** Start DATA FOR THE TASK **

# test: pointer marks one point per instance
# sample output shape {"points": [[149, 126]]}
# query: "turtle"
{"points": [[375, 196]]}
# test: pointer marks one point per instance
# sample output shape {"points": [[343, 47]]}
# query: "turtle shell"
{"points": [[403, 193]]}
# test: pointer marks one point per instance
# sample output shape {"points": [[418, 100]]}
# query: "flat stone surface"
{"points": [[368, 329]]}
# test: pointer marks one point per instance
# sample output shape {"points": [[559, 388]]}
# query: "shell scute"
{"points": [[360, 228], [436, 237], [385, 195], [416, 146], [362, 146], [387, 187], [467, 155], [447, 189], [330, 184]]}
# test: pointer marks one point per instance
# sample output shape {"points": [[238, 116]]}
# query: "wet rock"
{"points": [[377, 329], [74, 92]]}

** End DATA FOR THE TASK **

> **SET TASK**
The records above are to be copied in full, exactly as written.

> **REPLY**
# test: pointer marks one point per instance
# sample output shape {"points": [[149, 126]]}
# query: "turtle"
{"points": [[375, 196]]}
# test: pointer marks one point per instance
# sample output shape {"points": [[343, 47]]}
# query: "turtle shell"
{"points": [[403, 193]]}
# test: pointer marks one point per instance
# sample output shape {"points": [[418, 100]]}
# query: "flat stone surface"
{"points": [[368, 329]]}
# test: pointer marks one point per instance
# sample output shape {"points": [[559, 388]]}
# query: "shell scute"
{"points": [[360, 228], [436, 237], [385, 195], [416, 146], [362, 146], [387, 187], [467, 155], [447, 189], [330, 184]]}
# test: pointer marks one point per instance
# sample output shape {"points": [[238, 116]]}
# query: "wet rock"
{"points": [[377, 329], [74, 92]]}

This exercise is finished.